Please present every line of the records below as a numbered list, leaving out any blank lines.

A data block:
┄┄┄┄┄┄┄┄┄┄┄┄┄┄┄┄┄┄┄┄

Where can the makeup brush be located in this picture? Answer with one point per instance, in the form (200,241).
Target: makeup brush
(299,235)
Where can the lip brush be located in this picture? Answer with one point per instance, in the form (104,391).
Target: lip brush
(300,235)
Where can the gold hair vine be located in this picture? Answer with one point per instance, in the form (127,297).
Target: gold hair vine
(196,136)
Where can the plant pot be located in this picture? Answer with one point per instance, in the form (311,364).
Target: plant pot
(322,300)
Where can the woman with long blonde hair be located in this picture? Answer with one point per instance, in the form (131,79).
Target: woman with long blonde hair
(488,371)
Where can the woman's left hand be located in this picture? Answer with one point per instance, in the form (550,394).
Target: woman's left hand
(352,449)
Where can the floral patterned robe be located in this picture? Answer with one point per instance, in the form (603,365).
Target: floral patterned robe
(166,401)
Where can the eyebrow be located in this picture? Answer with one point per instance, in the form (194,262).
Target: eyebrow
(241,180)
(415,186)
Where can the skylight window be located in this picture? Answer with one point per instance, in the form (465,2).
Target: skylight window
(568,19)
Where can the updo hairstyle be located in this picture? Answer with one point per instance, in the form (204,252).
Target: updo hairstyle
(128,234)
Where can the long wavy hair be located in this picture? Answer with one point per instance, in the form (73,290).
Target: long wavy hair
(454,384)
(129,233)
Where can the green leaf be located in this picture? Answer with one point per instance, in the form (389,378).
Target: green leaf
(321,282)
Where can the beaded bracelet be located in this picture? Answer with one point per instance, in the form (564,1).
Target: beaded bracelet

┄┄┄┄┄┄┄┄┄┄┄┄┄┄┄┄┄┄┄┄

*COMPLETED EXERCISE*.
1. Where can the makeup brush be located in this picture? Answer with one point per instance, in the form (200,241).
2. Target: makeup brush
3. (299,235)
4. Where can the lip brush be located in this picture? Answer with one point per instance, in the form (104,391).
5. Target: lip brush
6. (300,235)
7. Where can the gold hair vine be located in this picture? Answer with one point per instance, in the form (127,297).
8. Target: gold hair vine
9. (196,136)
10. Where can the plant pot be located in this picture? Answer with one point per instance, in the form (311,364).
11. Target: plant pot
12. (322,300)
13. Where can the woman with long blonde hair be located in this picture? Answer with one point per instance, in the form (131,79).
14. Target: woman with long blonde hair
15. (488,371)
16. Where can the woman's left hand be located in this picture? Answer with one point per instance, in the form (550,394).
17. Target: woman's left hand
18. (352,449)
19. Where can the floral patterned robe be located in this picture? Answer with one point per instance, in the form (603,365).
20. Target: floral patterned robe
21. (166,401)
22. Where can the eyebrow be located in this picture? Answer with one point per instance, in the form (194,262).
23. Target: eyebrow
24. (241,180)
25. (415,186)
26. Where can the skylight window be located in this picture? Answer with one point per instance, in the form (465,2).
27. Target: skylight window
28. (568,19)
29. Where can the updo hairstyle be located in this picture? Answer with one point per instance, in the form (204,252).
30. Target: updo hairstyle
31. (128,234)
32. Where can the long wavy hair be located in this picture? Answer with one point per instance, in the form (73,290).
33. Target: long wavy hair
34. (454,384)
35. (129,233)
36. Where can the green leaf be located in this picture? Answer with one point per instance, in the form (389,378).
37. Target: green leaf
38. (321,282)
39. Where can the beaded bracelet be located in this picture? Answer with one point per instance, in the form (564,1).
40. Target: beaded bracelet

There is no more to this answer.